**WHAT YOU NEED TO DO:** Your task is to write out exactly the lines from the line containing "For each instance of the reflection of skyscraper, set" through the end of the records, inclusive at both ends.

**THE DATA:**
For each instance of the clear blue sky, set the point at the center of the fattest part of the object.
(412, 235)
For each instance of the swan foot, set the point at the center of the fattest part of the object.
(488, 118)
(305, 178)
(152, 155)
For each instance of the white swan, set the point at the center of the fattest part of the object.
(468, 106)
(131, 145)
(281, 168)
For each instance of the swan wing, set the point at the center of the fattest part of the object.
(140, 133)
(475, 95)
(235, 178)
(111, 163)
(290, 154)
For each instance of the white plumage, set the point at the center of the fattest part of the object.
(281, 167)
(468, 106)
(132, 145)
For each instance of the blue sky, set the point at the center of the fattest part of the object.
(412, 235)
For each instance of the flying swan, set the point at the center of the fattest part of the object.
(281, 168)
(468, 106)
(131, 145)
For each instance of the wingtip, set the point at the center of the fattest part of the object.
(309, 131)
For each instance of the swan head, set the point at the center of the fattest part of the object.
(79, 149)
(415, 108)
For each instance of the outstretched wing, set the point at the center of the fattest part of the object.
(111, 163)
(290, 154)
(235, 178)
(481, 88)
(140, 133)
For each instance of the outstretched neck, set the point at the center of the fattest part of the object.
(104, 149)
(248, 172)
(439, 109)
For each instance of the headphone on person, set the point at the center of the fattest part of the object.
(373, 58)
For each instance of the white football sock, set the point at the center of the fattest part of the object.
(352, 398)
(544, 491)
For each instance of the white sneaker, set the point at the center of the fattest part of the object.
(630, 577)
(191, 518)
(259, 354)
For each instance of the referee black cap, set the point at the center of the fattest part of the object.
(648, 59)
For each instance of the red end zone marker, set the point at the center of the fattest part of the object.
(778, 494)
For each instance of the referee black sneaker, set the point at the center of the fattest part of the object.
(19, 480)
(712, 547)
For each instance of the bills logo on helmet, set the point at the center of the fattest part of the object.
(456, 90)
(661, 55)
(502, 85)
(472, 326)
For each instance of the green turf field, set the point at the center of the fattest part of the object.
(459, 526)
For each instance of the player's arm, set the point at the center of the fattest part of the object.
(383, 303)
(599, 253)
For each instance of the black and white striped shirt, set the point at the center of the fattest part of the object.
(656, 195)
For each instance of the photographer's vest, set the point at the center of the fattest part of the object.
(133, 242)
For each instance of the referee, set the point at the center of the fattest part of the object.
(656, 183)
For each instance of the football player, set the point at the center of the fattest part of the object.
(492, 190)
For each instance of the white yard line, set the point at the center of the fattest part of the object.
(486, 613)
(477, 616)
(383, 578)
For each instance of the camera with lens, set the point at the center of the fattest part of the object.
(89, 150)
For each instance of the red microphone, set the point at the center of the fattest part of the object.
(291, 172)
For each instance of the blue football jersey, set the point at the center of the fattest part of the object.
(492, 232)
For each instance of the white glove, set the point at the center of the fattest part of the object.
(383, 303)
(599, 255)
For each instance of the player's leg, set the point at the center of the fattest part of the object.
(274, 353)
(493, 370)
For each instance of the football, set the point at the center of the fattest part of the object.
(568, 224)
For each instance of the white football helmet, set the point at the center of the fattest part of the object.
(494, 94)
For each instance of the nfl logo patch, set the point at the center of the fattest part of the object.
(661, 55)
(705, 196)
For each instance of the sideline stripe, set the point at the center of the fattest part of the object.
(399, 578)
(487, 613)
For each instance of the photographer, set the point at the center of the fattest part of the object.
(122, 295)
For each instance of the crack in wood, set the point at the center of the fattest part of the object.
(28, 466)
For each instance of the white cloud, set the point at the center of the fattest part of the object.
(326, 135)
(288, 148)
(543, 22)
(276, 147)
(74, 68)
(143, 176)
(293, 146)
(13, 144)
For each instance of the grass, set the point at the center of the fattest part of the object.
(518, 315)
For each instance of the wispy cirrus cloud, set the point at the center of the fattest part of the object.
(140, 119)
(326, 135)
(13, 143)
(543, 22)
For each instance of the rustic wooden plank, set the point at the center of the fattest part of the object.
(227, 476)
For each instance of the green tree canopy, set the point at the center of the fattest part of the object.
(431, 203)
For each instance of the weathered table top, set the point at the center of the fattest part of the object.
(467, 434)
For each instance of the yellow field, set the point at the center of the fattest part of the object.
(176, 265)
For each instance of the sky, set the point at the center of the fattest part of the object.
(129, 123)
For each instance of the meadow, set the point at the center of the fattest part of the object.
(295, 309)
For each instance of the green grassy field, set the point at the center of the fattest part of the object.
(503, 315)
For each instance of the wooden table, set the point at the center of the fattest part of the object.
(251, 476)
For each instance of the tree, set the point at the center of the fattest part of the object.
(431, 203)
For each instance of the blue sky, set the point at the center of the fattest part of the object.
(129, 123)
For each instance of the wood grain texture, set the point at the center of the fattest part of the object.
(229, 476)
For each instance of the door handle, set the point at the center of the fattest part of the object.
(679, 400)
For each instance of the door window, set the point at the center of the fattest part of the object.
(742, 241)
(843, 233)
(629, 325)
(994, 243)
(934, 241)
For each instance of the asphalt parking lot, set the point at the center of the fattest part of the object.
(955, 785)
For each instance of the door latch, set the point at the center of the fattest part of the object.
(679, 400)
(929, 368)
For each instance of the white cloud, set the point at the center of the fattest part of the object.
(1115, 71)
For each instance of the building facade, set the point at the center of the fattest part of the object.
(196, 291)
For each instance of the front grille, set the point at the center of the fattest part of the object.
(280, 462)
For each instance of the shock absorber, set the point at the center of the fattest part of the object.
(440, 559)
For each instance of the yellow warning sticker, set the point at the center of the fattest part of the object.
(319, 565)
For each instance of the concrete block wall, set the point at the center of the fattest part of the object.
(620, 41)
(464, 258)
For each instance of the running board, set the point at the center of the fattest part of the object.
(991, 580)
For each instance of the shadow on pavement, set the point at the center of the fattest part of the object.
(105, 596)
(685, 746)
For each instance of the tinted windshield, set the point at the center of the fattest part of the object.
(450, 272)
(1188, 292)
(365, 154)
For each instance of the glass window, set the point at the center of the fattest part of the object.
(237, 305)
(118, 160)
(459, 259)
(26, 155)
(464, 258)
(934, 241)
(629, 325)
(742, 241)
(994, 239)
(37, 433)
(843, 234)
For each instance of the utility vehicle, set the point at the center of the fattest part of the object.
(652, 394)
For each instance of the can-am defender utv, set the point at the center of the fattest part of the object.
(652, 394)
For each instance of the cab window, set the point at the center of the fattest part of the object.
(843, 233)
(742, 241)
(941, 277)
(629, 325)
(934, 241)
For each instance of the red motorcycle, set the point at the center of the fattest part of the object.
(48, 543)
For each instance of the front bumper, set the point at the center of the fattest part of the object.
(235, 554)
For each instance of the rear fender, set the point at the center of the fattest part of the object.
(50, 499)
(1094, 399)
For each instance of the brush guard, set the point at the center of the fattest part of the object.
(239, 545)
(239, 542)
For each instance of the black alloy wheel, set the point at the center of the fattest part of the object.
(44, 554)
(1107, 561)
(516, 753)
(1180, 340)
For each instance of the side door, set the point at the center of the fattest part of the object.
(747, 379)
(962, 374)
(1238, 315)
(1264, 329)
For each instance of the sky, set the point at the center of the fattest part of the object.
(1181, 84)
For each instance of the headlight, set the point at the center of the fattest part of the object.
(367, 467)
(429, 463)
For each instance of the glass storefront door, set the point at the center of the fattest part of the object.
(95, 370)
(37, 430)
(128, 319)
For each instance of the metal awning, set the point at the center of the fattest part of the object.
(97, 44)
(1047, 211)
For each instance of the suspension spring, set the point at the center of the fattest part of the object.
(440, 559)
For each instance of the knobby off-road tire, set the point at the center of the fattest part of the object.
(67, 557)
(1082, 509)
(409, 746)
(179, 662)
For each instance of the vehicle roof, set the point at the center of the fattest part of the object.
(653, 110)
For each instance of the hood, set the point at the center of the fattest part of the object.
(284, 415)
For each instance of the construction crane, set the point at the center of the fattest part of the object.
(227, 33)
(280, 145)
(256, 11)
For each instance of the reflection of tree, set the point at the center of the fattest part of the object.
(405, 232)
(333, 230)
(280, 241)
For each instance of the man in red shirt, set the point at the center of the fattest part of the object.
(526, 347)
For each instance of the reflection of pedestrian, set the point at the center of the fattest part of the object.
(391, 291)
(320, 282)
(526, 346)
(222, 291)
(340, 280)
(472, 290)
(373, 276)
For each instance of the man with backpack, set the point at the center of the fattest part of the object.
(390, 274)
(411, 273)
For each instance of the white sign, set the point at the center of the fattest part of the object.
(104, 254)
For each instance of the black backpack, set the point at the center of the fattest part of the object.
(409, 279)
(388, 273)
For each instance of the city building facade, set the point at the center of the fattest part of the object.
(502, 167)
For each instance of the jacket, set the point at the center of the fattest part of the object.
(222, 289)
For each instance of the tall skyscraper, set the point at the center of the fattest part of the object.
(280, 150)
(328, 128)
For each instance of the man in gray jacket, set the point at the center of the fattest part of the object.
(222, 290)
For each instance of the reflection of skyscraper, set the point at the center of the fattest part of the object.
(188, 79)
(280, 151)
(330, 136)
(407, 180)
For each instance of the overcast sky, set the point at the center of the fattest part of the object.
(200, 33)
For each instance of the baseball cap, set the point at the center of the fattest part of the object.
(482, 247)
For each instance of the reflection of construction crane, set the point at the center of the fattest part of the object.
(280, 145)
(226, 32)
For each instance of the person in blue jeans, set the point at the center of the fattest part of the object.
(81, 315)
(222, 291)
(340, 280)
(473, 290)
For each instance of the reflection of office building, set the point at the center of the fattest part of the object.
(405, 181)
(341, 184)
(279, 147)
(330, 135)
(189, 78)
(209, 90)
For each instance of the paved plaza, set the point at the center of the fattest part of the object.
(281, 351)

**WORKED SOLUTION:**
For each instance of the reflection of skyscraper, set the point at the center of the fattest part of the object.
(188, 79)
(280, 151)
(330, 136)
(407, 180)
For each instance of the overcast sky, set the point at the center of the fattest part of the object.
(200, 33)
For each instance of the baseball cap, set the point at the center of the fattest part of the object.
(482, 247)
For each instance of the reflection of construction crane, set the point at the center of the fattest part of the object.
(280, 145)
(226, 32)
For each instance of the person in blue jeans, set the point at the center of the fattest part of the object.
(81, 315)
(222, 291)
(340, 280)
(473, 290)
For each instance of the reflection of office building, set the point at the center of the fattest part of the object.
(405, 181)
(341, 184)
(279, 147)
(330, 135)
(189, 78)
(209, 90)
For each instance of the paved plaza, set the point at the center of the fattest part of the object.
(281, 351)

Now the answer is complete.